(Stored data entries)

☆ ☆ ☆ ☆ ☆ ☆ ☆

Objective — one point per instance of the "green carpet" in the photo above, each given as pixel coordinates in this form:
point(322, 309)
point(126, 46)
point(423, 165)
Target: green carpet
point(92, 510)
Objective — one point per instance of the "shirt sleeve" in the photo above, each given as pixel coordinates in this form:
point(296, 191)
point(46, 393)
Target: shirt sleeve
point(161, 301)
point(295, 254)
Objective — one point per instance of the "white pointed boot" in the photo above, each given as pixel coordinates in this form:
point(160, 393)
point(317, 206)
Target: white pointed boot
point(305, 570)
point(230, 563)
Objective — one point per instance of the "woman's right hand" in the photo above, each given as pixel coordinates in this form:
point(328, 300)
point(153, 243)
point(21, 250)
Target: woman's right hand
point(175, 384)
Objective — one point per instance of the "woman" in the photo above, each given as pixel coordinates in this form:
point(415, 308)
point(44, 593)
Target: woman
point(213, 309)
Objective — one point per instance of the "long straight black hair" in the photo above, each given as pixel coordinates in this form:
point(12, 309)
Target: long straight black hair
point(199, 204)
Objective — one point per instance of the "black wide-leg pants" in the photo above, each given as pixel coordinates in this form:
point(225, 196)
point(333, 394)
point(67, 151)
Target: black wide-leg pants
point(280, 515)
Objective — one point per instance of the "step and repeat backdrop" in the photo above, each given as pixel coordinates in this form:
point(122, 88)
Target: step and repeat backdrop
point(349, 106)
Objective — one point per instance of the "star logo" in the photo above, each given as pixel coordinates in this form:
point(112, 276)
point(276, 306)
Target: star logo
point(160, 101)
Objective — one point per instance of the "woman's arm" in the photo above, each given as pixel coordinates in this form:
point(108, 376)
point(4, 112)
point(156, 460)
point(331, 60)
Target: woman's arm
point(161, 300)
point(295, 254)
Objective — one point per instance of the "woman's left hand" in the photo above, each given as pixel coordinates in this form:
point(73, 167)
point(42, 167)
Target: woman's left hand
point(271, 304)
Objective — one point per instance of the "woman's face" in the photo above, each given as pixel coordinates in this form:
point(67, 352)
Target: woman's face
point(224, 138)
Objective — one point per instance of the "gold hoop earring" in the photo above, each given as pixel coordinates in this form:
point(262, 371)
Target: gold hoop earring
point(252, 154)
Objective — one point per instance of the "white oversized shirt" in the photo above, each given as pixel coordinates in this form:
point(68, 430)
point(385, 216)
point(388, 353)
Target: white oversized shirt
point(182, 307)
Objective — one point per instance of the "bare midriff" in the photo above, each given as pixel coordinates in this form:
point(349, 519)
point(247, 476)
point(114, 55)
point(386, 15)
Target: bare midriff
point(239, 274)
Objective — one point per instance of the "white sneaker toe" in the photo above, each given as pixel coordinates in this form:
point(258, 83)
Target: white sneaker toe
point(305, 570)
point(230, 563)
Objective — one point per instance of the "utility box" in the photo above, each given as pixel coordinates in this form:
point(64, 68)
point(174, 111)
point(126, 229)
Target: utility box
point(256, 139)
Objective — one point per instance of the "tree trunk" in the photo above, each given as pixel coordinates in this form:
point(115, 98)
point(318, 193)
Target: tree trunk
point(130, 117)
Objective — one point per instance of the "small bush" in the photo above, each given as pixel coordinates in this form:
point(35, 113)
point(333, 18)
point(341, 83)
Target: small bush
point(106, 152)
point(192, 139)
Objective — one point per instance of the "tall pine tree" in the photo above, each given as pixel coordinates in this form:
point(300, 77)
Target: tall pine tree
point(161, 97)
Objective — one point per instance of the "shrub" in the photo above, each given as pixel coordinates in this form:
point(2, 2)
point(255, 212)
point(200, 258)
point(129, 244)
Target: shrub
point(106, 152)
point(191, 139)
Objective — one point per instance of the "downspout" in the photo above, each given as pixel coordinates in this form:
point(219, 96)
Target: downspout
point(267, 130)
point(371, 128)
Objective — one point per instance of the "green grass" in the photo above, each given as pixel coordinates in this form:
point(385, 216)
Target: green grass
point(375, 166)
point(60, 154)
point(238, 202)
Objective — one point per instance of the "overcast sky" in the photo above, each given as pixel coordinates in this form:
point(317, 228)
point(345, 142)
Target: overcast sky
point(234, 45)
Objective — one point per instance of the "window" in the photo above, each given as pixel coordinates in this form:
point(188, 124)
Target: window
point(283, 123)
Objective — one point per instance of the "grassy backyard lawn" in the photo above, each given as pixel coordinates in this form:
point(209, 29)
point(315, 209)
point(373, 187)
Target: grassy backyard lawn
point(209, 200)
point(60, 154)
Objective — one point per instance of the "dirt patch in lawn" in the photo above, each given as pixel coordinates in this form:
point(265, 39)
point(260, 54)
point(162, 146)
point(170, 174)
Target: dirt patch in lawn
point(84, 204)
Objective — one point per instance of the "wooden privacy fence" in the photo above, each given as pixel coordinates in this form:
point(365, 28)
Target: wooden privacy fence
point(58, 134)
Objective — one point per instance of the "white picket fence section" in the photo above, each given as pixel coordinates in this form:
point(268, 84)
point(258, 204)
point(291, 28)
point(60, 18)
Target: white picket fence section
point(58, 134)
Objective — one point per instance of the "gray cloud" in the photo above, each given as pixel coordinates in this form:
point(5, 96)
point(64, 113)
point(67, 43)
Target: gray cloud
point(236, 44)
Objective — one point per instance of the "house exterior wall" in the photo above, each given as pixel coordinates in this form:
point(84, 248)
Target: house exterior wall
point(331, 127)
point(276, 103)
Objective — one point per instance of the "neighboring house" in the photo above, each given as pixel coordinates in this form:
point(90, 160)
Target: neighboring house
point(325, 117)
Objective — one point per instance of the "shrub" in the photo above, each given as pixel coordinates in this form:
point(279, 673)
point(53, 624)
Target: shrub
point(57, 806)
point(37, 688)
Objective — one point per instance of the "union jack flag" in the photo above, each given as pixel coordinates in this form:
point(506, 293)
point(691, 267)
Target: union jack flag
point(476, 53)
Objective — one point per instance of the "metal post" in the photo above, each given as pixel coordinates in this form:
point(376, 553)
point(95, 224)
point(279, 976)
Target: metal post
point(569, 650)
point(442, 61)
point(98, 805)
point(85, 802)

☆ ☆ ☆ ☆ ☆ ☆ ☆

# TASK REQUIREMENTS
The response should be every record above restated exactly.

# ANSWER SECTION
Objective — one point per instance of the "green carpet" in the photo above, each given as pixel coordinates in this form:
point(322, 309)
point(126, 46)
point(423, 165)
Target: green carpet
point(92, 510)
Objective — one point per instance of the "shirt sleeve" in the photo above, each given as pixel coordinates in this form:
point(296, 191)
point(46, 393)
Target: shirt sleeve
point(161, 301)
point(295, 254)
Objective — one point per instance of the "white pointed boot" in the photo above, each given as pixel coordinates in this form:
point(160, 393)
point(317, 206)
Target: white pointed boot
point(305, 570)
point(230, 563)
Objective — one point per instance of the "woman's right hand" in the photo above, each given as pixel coordinates in this form:
point(328, 300)
point(153, 243)
point(21, 250)
Target: woman's right hand
point(175, 384)
Objective — one point per instance of the "woman" in the photo above, each given as pixel coordinates in this form:
point(415, 308)
point(44, 593)
Target: woman
point(213, 309)
Objective — one point per instance of the "long straight black hair" in the photo above, each given as pixel coordinates in this form:
point(12, 309)
Target: long straight black hair
point(199, 204)
Objective — one point per instance of the "black wide-leg pants" in the photo above, each given as pixel coordinates in this form:
point(225, 196)
point(333, 394)
point(67, 151)
Target: black wide-leg pants
point(280, 515)
Objective — one point per instance of the "step and repeat backdrop" in the photo above, each given as pixel coordinates in this form:
point(122, 88)
Target: step and repeat backdrop
point(349, 106)
Objective — one point per instance of the "star logo" in the photo above, each given as pixel coordinates in this form:
point(112, 276)
point(276, 306)
Target: star logo
point(160, 101)
Objective — one point per instance of the "woman's arm" in the photo above, each given as pixel coordinates in this form:
point(108, 376)
point(4, 112)
point(156, 460)
point(331, 60)
Target: woman's arm
point(161, 300)
point(295, 254)
Objective — one point per instance of the "woman's left hand" in the photo above, each given as pixel coordinates in this form:
point(73, 167)
point(42, 167)
Target: woman's left hand
point(271, 304)
Objective — one point per instance of the "woman's face" in the photo above, each given as pixel coordinates in this form:
point(67, 352)
Target: woman's face
point(224, 138)
Objective — one point per instance of the "gold hoop earring" in the photo above, each given as pixel coordinates in this form:
point(262, 371)
Target: gold hoop earring
point(252, 154)
Objective — one point per instance of the "white oversized shirt" in the photo above, each given as pixel coordinates in this form:
point(68, 430)
point(385, 216)
point(388, 353)
Target: white oversized shirt
point(182, 307)
Objective — one point per instance of the "bare midriff" in the photo above, each given as pixel coordinates in this form:
point(349, 519)
point(247, 476)
point(114, 55)
point(386, 15)
Target: bare midriff
point(239, 274)
Objective — one point per instance of the "white sneaker toe" in the photo above, each given as pixel coordinates in this form:
point(258, 83)
Target: white sneaker toe
point(305, 570)
point(230, 563)
Objective — one point per instance of the "utility box" in the photo above, each given as pixel coordinates in this form:
point(64, 68)
point(174, 111)
point(126, 229)
Target: utility box
point(256, 139)
Objective — one point per instance of the "tree trunk" in the photo above, each given as pixel coordinates in this form:
point(115, 98)
point(318, 193)
Target: tree trunk
point(130, 117)
Objective — one point per instance of the "small bush" in the photo above, each given as pixel coordinates in this form:
point(35, 113)
point(333, 18)
point(341, 83)
Target: small bush
point(106, 152)
point(192, 139)
Objective — one point per instance of the "tall pine tree" in the photo above, each given as pixel coordinates in this form:
point(300, 77)
Target: tall pine tree
point(161, 97)
Objective — one point per instance of the "shrub" in the photo above, each given as pixel coordinates in this form:
point(2, 2)
point(255, 212)
point(200, 258)
point(129, 244)
Target: shrub
point(106, 152)
point(191, 139)
Objective — one point per instance of the "downspout" in the photo above, each given as pixel coordinates in this form:
point(219, 96)
Target: downspout
point(267, 130)
point(371, 128)
Objective — one point per instance of the "green grass" in the photo above, each given as pixel coordinates in this form:
point(385, 216)
Target: green grass
point(375, 166)
point(60, 154)
point(238, 202)
Objective — one point per instance of the "overcast sky" in the photo above, each given as pixel coordinates in this form:
point(317, 228)
point(345, 142)
Target: overcast sky
point(234, 45)
Objective — one point per instance of the "window" in the photo above, each given as pixel coordinates in this form:
point(188, 124)
Target: window
point(283, 123)
Objective — one point per instance of the "grassy backyard lawn" in the photo above, each given as pixel coordinates in this form:
point(209, 29)
point(315, 209)
point(373, 187)
Target: grassy backyard lawn
point(209, 200)
point(60, 154)
Objective — one point per instance of the "dirt patch in lawn" in the photo above, each given as pixel coordinates in this form:
point(265, 39)
point(260, 54)
point(162, 146)
point(170, 174)
Target: dirt patch in lawn
point(84, 204)
Objective — one point per instance of the "wooden privacy fence" in the photo above, each given as pixel coordinates in this form:
point(365, 28)
Target: wooden privacy fence
point(58, 134)
Objective — one point per instance of the "white picket fence section" in the photo above, each given as pixel coordinates in this form:
point(268, 84)
point(258, 204)
point(291, 28)
point(60, 18)
Target: white picket fence section
point(58, 134)
Objective — one point per instance of the "gray cloud" in the photo above, each given as pixel coordinates in this form:
point(5, 96)
point(64, 113)
point(67, 43)
Target: gray cloud
point(236, 44)
Objective — one point per instance of the "house exterior wall" in the photo above, each given as pixel coordinates in this form:
point(84, 248)
Target: house exterior wall
point(331, 127)
point(276, 103)
Objective — one point per instance of the "neighboring house" in the photo above, each given as pixel coordinates in this form:
point(90, 160)
Target: neighboring house
point(325, 117)
Objective — one point per instance of the "shrub" in the photo above, each given as pixel coordinates in this form:
point(279, 673)
point(53, 624)
Target: shrub
point(57, 806)
point(37, 688)
Objective — one point per instance of the "union jack flag" in the photo above, each given as pixel coordinates in this form:
point(506, 293)
point(691, 267)
Target: union jack flag
point(476, 53)
Objective — one point per instance of the "metal post" in the photo above, each given as pixel coordinates in this form:
point(376, 553)
point(95, 224)
point(279, 976)
Target: metal post
point(569, 650)
point(442, 61)
point(98, 805)
point(85, 802)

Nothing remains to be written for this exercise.